[Collected data]
○ ○ ○ ○

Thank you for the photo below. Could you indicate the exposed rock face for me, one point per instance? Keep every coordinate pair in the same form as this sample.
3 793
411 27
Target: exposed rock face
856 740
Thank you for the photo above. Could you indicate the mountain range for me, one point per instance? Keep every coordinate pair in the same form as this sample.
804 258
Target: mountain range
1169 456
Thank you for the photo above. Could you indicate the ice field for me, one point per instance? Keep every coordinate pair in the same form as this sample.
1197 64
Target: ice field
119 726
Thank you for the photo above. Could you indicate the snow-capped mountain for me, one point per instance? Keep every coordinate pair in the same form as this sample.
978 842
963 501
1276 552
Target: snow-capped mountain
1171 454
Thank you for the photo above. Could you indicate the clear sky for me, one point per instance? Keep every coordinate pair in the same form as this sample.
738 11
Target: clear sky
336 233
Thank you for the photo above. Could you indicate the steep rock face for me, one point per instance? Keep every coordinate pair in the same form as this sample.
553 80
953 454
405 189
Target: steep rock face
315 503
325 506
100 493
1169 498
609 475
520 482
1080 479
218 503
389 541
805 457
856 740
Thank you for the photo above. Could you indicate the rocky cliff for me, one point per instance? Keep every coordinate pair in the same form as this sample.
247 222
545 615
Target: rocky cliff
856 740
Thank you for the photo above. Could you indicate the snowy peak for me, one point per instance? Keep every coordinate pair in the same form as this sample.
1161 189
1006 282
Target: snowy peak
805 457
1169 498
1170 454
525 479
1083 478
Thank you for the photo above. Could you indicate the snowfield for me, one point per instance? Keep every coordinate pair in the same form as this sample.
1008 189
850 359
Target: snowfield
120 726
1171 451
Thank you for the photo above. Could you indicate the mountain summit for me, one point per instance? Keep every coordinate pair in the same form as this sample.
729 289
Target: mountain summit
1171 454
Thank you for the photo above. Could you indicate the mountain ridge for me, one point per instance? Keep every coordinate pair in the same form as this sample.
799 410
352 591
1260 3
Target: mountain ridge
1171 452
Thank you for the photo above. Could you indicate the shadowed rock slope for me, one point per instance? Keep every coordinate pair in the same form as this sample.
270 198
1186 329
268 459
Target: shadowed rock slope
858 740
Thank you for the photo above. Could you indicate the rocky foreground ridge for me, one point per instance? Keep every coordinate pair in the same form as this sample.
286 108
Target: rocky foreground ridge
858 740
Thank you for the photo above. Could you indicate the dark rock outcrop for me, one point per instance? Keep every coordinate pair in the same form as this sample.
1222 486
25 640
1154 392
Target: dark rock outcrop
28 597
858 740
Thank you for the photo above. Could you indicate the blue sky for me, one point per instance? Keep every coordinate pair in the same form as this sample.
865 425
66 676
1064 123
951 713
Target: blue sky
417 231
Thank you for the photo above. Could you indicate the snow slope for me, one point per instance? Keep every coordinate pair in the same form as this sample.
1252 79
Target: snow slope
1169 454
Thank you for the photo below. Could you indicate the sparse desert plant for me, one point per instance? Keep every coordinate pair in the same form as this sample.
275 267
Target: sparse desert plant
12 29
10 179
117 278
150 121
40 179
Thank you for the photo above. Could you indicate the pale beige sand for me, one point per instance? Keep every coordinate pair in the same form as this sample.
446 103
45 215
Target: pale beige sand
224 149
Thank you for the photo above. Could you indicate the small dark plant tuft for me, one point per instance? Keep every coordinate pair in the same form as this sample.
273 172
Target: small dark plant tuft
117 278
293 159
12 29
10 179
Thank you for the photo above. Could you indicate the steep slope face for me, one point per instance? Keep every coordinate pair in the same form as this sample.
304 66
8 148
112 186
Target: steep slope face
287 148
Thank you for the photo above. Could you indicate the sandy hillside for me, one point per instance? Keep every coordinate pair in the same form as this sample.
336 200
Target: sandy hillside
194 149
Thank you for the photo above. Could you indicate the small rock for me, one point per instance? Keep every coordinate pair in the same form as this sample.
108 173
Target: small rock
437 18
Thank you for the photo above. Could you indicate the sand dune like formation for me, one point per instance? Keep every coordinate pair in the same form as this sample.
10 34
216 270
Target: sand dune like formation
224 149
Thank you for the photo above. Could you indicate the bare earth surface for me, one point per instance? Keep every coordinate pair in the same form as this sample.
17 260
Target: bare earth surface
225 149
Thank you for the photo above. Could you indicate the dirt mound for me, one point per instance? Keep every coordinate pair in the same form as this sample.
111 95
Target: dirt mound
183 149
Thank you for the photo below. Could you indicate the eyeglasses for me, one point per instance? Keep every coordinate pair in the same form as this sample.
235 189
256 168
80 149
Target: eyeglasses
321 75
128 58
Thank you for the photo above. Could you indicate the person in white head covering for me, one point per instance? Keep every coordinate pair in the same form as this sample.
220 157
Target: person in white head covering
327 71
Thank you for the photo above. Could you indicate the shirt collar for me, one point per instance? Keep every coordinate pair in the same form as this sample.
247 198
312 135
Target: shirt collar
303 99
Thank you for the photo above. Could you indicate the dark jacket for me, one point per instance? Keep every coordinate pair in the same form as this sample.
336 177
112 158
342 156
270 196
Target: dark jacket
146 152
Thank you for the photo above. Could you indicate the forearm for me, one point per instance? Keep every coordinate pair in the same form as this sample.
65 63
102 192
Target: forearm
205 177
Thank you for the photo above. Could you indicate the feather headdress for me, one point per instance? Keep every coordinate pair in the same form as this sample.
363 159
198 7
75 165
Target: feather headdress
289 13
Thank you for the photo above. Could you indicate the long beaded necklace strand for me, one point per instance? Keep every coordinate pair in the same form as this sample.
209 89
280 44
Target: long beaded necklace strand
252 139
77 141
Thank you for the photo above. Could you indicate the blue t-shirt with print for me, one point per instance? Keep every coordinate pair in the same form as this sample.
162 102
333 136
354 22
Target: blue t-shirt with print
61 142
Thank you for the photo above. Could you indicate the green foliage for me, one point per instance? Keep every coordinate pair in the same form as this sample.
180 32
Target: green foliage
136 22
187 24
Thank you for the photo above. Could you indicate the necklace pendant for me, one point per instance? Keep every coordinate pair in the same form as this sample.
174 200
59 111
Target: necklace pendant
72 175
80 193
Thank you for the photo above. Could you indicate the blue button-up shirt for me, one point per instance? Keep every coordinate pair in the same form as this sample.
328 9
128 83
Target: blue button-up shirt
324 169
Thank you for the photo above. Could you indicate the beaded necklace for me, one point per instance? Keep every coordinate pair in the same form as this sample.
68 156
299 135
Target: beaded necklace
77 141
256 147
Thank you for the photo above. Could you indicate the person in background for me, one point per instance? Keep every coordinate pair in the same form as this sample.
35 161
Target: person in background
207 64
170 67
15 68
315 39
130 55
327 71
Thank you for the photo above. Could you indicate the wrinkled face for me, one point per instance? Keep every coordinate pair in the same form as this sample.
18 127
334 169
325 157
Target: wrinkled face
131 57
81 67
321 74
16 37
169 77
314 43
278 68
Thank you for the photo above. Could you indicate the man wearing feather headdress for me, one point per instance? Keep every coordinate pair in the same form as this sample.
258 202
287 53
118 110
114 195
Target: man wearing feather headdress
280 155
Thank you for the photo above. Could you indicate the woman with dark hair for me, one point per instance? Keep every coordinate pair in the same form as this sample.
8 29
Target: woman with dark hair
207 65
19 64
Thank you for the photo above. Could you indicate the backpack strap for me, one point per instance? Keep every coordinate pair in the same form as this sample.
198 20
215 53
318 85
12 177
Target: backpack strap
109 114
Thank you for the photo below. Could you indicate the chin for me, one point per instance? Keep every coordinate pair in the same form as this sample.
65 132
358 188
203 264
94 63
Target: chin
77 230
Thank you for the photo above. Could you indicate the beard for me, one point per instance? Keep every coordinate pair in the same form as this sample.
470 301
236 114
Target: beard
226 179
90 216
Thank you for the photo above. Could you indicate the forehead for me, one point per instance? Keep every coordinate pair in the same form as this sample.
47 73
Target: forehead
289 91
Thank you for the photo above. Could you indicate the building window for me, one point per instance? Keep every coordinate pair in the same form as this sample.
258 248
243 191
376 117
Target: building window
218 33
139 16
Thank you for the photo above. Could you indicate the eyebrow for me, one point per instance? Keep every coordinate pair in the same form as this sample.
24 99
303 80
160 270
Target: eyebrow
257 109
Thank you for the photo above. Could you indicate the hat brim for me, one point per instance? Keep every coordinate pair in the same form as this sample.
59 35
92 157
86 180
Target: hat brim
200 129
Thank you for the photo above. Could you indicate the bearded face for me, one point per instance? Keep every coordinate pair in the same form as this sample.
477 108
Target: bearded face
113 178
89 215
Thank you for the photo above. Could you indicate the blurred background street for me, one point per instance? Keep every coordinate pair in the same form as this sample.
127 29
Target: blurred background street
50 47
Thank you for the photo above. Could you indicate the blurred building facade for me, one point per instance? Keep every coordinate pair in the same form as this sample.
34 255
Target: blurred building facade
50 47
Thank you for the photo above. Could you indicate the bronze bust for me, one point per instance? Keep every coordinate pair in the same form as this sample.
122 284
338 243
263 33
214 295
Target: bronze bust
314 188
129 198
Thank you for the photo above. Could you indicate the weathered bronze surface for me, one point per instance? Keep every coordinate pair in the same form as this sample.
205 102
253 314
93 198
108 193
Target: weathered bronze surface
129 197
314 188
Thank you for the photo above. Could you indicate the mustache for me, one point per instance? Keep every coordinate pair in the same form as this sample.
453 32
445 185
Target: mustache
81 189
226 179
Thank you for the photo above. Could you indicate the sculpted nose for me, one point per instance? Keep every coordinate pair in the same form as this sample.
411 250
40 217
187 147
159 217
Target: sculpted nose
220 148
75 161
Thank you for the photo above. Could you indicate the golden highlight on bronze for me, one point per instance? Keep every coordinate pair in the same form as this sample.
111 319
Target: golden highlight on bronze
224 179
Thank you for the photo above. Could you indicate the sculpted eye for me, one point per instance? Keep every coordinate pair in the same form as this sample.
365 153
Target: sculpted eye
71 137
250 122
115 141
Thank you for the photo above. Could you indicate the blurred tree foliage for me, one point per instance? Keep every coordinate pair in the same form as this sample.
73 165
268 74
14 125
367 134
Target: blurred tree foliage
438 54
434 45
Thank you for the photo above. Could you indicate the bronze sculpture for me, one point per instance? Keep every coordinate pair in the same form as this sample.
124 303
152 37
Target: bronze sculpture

○ ○ ○ ○

• PROBLEM:
Through the last line of the entries above, beginning at the line containing "the sculpted eye", transcribe each line exactly, both ends included and nothing more.

• FINISHED EXERCISE:
Thank you for the photo above. Could you indicate the sculpted eye for me, one point per instance? Keep every coordinate pair in the same form as this sample.
365 153
Target: sculpted eye
71 137
250 122
115 141
Thank you for the photo above. Could you indicate the blurred tree foliage for me, one point per instance? Keep every coordinate pair in the same form as this sample.
73 165
268 74
14 125
367 134
Target: blurred tree foliage
438 54
434 45
Thank you for the photo above. Could you indicate the bronze sculpture for me, one point per instance? Keep every coordinate pair in the same form as this sample.
124 303
152 37
Target: bronze sculpture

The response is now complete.